** What you are asked to do **
Rewrite the lines from the one containing "Task: one point marks each instance of the valley" through the final line, both included, and scale each x and y coordinate in the answers by 1.9, rounding to the nearest whole number with halves rounded up. Copy all other text unchanged.

*** Material for the task

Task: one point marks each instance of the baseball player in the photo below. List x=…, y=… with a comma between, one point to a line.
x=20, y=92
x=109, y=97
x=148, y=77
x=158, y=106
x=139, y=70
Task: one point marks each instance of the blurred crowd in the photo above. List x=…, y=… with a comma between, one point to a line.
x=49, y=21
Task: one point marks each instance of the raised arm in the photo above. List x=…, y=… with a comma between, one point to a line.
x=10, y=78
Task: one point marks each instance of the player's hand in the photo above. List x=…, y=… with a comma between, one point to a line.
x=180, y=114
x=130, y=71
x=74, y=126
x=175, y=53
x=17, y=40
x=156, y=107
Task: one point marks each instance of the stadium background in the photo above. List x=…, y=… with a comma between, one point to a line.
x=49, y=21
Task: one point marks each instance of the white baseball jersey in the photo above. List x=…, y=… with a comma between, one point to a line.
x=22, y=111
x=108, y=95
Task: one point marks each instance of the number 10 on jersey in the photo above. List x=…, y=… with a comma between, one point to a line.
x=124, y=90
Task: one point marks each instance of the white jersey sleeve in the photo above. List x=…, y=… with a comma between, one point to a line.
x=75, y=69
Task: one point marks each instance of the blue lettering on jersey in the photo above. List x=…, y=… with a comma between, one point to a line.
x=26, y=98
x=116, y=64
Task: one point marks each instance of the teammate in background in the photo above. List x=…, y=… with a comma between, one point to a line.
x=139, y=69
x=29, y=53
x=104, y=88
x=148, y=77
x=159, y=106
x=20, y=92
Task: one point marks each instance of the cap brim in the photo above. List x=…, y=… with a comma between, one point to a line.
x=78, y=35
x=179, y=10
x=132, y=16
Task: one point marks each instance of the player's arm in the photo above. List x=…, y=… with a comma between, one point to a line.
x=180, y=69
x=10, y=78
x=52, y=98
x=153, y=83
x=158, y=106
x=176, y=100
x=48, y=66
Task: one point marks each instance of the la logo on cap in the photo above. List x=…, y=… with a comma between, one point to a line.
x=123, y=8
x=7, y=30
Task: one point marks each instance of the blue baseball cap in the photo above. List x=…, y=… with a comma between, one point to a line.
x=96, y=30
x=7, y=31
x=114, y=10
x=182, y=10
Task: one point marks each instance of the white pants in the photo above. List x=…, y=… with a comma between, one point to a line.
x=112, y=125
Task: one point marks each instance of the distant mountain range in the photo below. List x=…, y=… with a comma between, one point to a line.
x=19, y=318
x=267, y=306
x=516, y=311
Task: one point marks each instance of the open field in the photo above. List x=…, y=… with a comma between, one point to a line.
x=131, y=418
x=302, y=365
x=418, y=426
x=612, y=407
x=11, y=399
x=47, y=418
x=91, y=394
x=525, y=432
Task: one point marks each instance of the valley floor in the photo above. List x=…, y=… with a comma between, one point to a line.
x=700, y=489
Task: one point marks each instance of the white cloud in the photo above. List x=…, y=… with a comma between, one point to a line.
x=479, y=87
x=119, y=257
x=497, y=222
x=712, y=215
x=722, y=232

******

** Written solution **
Task: one point marks each instance of the valley floor in the photo above. List x=…, y=… with a comma between, one point to a line.
x=1330, y=929
Task: one point marks each instance of the white cloud in the photo above. List x=…, y=… with a comma between, one point to a line.
x=910, y=165
x=226, y=488
x=944, y=422
x=1353, y=409
x=1372, y=441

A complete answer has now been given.